- _REQUIRED WORK_
Within the records, how many lines hold the word "laptop"? State that number alone.

- _DATA IN THIS EXERCISE_
:::::
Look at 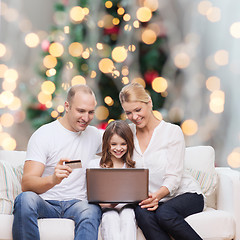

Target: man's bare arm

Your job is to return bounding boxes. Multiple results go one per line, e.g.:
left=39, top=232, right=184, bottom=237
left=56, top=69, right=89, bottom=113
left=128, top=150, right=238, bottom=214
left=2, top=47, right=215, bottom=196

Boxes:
left=21, top=159, right=72, bottom=194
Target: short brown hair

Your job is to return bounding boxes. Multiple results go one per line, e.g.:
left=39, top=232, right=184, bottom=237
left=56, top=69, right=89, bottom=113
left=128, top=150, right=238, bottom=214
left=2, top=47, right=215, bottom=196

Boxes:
left=67, top=84, right=95, bottom=104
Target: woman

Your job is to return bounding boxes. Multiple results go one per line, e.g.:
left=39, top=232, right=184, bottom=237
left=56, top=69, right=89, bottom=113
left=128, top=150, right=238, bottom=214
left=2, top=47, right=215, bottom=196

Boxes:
left=119, top=82, right=204, bottom=240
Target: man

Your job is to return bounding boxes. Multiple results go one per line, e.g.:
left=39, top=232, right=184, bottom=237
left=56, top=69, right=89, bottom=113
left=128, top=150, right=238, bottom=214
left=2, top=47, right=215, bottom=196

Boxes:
left=12, top=84, right=102, bottom=240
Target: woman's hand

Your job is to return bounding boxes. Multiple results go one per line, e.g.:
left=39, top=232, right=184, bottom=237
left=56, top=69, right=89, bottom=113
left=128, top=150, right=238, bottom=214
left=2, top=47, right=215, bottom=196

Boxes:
left=139, top=192, right=159, bottom=211
left=139, top=186, right=170, bottom=211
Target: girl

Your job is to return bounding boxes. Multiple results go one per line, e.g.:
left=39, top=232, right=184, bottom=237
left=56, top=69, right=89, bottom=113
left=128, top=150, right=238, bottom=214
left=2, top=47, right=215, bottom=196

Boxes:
left=90, top=120, right=137, bottom=240
left=119, top=82, right=204, bottom=240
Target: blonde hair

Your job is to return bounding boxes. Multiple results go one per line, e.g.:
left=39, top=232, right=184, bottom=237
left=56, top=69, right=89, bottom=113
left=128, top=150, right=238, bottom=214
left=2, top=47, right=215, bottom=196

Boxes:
left=119, top=82, right=150, bottom=104
left=67, top=84, right=95, bottom=104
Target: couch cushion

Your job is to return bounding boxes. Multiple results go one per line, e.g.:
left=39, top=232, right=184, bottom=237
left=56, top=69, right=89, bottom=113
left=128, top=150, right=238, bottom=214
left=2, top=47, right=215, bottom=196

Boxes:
left=0, top=160, right=23, bottom=214
left=0, top=150, right=26, bottom=165
left=0, top=214, right=14, bottom=240
left=38, top=218, right=75, bottom=240
left=0, top=150, right=25, bottom=214
left=185, top=207, right=235, bottom=240
left=0, top=215, right=75, bottom=240
left=184, top=146, right=218, bottom=208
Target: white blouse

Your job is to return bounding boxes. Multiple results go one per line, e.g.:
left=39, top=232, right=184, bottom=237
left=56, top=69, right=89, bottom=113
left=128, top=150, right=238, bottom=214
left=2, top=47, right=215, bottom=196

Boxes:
left=130, top=120, right=203, bottom=202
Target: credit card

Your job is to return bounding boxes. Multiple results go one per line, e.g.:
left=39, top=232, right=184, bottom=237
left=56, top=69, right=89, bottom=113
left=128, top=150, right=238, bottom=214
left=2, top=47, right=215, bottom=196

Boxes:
left=65, top=160, right=82, bottom=169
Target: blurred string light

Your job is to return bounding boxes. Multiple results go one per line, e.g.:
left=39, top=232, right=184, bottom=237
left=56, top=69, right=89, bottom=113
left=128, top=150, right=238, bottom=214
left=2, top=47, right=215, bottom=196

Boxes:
left=122, top=77, right=129, bottom=84
left=104, top=96, right=114, bottom=106
left=43, top=55, right=57, bottom=68
left=209, top=90, right=225, bottom=114
left=197, top=1, right=221, bottom=23
left=70, top=6, right=85, bottom=23
left=41, top=81, right=56, bottom=94
left=98, top=58, right=114, bottom=73
left=152, top=77, right=168, bottom=93
left=136, top=7, right=152, bottom=22
left=174, top=52, right=191, bottom=69
left=230, top=22, right=240, bottom=39
left=51, top=110, right=58, bottom=118
left=170, top=1, right=238, bottom=171
left=111, top=46, right=127, bottom=62
left=0, top=0, right=57, bottom=150
left=206, top=7, right=221, bottom=22
left=0, top=43, right=7, bottom=57
left=37, top=92, right=52, bottom=105
left=24, top=33, right=40, bottom=48
left=228, top=148, right=240, bottom=168
left=105, top=1, right=113, bottom=9
left=181, top=119, right=198, bottom=136
left=206, top=76, right=224, bottom=113
left=142, top=29, right=157, bottom=45
left=214, top=50, right=229, bottom=66
left=95, top=106, right=109, bottom=120
left=1, top=0, right=235, bottom=160
left=206, top=76, right=221, bottom=91
left=0, top=65, right=23, bottom=151
left=71, top=75, right=86, bottom=85
left=68, top=42, right=83, bottom=57
left=49, top=42, right=64, bottom=57
left=46, top=68, right=57, bottom=77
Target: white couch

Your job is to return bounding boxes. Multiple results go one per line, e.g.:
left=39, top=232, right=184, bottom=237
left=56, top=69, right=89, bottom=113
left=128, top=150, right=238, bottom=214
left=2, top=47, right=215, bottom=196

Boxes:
left=0, top=146, right=240, bottom=240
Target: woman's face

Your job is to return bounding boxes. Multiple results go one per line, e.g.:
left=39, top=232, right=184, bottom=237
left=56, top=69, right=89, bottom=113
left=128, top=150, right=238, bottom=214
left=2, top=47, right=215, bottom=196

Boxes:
left=109, top=134, right=128, bottom=160
left=122, top=101, right=152, bottom=128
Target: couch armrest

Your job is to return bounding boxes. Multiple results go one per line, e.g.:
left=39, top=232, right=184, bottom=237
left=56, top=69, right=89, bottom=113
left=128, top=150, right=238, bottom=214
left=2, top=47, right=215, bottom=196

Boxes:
left=215, top=167, right=240, bottom=240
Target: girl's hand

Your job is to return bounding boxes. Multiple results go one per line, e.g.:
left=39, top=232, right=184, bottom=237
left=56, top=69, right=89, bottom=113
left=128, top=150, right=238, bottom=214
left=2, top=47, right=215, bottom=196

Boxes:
left=99, top=203, right=118, bottom=209
left=139, top=192, right=159, bottom=211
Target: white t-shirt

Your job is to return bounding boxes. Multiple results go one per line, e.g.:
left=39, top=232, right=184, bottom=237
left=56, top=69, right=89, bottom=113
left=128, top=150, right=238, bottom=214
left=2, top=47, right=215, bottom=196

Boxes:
left=26, top=120, right=102, bottom=201
left=129, top=120, right=203, bottom=202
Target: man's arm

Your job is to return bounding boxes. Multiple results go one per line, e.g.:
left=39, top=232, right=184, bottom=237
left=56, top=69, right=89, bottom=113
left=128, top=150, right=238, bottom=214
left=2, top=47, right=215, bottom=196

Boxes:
left=21, top=159, right=72, bottom=194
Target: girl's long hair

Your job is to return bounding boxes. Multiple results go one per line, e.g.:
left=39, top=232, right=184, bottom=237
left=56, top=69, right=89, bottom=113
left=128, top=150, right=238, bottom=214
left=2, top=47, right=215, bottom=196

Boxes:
left=100, top=120, right=135, bottom=168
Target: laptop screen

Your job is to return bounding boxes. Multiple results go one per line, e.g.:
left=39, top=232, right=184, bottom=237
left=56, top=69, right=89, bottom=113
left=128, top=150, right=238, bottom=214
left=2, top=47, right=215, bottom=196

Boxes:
left=86, top=168, right=149, bottom=203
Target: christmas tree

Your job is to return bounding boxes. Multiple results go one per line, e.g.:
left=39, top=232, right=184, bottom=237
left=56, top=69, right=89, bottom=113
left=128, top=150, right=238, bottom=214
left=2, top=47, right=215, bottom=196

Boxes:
left=27, top=0, right=168, bottom=130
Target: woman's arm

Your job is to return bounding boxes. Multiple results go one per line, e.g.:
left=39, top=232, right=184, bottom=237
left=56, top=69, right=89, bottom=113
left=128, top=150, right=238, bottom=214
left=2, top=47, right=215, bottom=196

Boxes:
left=162, top=126, right=185, bottom=196
left=140, top=125, right=185, bottom=211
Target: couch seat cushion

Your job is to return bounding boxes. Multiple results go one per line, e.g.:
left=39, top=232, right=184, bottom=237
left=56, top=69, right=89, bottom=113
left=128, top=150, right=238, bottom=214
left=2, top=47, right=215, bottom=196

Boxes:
left=0, top=214, right=75, bottom=240
left=38, top=218, right=75, bottom=240
left=185, top=207, right=235, bottom=240
left=0, top=214, right=14, bottom=240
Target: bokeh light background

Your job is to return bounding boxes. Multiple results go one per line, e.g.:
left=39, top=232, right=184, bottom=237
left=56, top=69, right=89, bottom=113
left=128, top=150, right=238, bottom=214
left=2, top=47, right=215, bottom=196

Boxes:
left=0, top=0, right=240, bottom=170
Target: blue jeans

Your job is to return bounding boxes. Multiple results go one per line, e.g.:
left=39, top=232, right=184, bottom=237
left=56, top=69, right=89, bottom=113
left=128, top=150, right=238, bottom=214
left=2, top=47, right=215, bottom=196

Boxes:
left=12, top=191, right=102, bottom=240
left=135, top=193, right=204, bottom=240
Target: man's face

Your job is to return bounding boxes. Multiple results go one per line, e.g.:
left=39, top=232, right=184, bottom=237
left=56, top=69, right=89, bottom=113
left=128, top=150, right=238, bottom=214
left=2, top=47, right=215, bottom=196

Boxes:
left=65, top=92, right=96, bottom=132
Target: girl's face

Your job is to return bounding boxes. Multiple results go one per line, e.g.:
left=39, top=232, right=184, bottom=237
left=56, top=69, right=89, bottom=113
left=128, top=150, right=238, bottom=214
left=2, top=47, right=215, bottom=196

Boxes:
left=109, top=133, right=128, bottom=160
left=122, top=101, right=152, bottom=128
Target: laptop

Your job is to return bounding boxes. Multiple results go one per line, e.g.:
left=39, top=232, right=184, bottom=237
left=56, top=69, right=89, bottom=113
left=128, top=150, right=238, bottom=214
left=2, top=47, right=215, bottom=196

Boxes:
left=86, top=168, right=149, bottom=203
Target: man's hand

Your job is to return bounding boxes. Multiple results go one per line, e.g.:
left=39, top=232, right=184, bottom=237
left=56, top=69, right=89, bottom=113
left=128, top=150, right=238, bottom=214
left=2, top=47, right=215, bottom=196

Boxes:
left=52, top=159, right=72, bottom=185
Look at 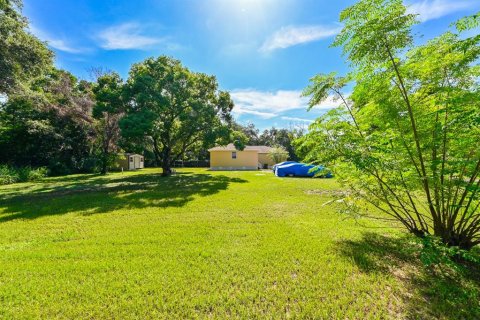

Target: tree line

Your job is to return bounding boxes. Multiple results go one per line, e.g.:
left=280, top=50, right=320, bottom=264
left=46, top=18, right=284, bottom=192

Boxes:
left=0, top=0, right=303, bottom=177
left=232, top=122, right=305, bottom=161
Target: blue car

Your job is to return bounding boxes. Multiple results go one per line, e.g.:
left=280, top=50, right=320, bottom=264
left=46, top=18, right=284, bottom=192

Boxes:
left=275, top=162, right=333, bottom=178
left=272, top=161, right=297, bottom=172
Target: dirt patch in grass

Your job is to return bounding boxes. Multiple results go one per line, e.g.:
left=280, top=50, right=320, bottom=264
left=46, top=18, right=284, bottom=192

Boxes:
left=305, top=189, right=348, bottom=197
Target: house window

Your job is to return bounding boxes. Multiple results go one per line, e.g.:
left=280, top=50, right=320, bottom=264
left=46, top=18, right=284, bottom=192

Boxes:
left=232, top=151, right=237, bottom=159
left=129, top=157, right=133, bottom=162
left=140, top=157, right=144, bottom=162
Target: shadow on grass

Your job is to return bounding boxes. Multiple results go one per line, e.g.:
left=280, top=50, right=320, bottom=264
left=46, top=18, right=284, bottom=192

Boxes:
left=0, top=172, right=248, bottom=222
left=337, top=232, right=480, bottom=319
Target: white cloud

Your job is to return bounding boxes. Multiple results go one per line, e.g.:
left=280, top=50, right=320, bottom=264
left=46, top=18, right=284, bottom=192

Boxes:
left=260, top=25, right=341, bottom=52
left=230, top=89, right=340, bottom=119
left=97, top=22, right=163, bottom=50
left=29, top=26, right=82, bottom=53
left=234, top=109, right=278, bottom=119
left=47, top=39, right=82, bottom=53
left=407, top=0, right=477, bottom=22
left=281, top=116, right=314, bottom=123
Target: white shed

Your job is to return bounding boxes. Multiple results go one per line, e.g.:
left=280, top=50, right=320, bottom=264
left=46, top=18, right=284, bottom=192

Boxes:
left=117, top=153, right=144, bottom=170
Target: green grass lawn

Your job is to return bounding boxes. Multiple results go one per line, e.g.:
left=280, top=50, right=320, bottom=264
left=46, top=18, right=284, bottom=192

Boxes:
left=0, top=168, right=479, bottom=319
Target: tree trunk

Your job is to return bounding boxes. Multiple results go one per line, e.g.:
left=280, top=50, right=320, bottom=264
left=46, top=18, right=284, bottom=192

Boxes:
left=152, top=137, right=162, bottom=167
left=161, top=146, right=172, bottom=177
left=101, top=157, right=108, bottom=175
left=101, top=138, right=109, bottom=175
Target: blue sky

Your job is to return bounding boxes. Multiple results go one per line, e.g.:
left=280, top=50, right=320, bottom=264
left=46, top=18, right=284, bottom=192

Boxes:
left=24, top=0, right=480, bottom=130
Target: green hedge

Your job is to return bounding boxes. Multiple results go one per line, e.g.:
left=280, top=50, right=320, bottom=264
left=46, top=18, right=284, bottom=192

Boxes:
left=0, top=165, right=48, bottom=185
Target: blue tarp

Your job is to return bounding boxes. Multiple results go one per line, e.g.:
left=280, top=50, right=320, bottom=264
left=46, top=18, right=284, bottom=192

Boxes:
left=275, top=162, right=333, bottom=178
left=272, top=161, right=297, bottom=172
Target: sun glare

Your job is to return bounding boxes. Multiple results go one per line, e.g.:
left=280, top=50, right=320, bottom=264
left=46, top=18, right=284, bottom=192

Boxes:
left=204, top=0, right=288, bottom=40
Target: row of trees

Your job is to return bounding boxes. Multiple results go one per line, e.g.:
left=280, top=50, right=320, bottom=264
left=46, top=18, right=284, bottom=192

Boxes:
left=0, top=1, right=304, bottom=177
left=300, top=0, right=480, bottom=249
left=0, top=56, right=235, bottom=177
left=232, top=122, right=305, bottom=161
left=92, top=57, right=235, bottom=176
left=0, top=1, right=227, bottom=176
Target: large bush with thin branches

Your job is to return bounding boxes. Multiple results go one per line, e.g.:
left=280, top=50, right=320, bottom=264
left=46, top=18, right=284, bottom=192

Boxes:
left=299, top=0, right=480, bottom=249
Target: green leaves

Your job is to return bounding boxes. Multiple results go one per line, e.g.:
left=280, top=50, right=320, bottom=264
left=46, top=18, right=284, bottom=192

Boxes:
left=301, top=0, right=480, bottom=249
left=268, top=146, right=289, bottom=163
left=454, top=11, right=480, bottom=32
left=333, top=0, right=416, bottom=69
left=0, top=69, right=96, bottom=173
left=93, top=72, right=124, bottom=117
left=302, top=72, right=346, bottom=110
left=0, top=0, right=53, bottom=94
left=121, top=56, right=234, bottom=173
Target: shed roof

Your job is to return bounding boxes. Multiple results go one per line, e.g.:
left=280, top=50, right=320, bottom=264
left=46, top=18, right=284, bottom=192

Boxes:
left=208, top=144, right=273, bottom=153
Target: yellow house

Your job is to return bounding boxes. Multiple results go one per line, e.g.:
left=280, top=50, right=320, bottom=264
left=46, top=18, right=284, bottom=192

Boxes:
left=208, top=144, right=275, bottom=170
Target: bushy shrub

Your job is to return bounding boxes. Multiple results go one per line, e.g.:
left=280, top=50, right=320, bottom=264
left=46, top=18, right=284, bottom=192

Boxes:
left=268, top=146, right=289, bottom=164
left=0, top=165, right=48, bottom=185
left=27, top=167, right=48, bottom=181
left=0, top=166, right=17, bottom=185
left=420, top=235, right=480, bottom=274
left=78, top=157, right=101, bottom=173
left=47, top=161, right=71, bottom=176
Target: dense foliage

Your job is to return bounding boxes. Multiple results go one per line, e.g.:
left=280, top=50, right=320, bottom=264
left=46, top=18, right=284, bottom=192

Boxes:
left=300, top=0, right=480, bottom=249
left=92, top=72, right=125, bottom=174
left=232, top=122, right=304, bottom=161
left=0, top=164, right=47, bottom=185
left=0, top=1, right=306, bottom=178
left=0, top=0, right=52, bottom=94
left=121, top=56, right=234, bottom=176
left=0, top=70, right=96, bottom=175
left=268, top=146, right=289, bottom=164
left=0, top=1, right=242, bottom=177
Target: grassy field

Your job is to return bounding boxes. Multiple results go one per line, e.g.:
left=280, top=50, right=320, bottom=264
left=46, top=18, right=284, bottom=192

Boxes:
left=0, top=168, right=478, bottom=319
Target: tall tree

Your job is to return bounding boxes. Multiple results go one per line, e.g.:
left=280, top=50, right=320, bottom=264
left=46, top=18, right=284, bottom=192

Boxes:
left=0, top=69, right=95, bottom=174
left=121, top=56, right=234, bottom=176
left=93, top=72, right=125, bottom=174
left=0, top=0, right=52, bottom=94
left=259, top=127, right=304, bottom=161
left=300, top=0, right=480, bottom=249
left=232, top=122, right=260, bottom=145
left=231, top=121, right=304, bottom=160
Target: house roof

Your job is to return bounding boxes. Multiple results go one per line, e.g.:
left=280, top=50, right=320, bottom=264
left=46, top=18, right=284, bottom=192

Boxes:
left=208, top=144, right=273, bottom=153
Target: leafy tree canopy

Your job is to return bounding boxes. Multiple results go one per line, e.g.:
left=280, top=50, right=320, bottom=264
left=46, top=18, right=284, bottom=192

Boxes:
:::::
- _ANSWER SECTION_
2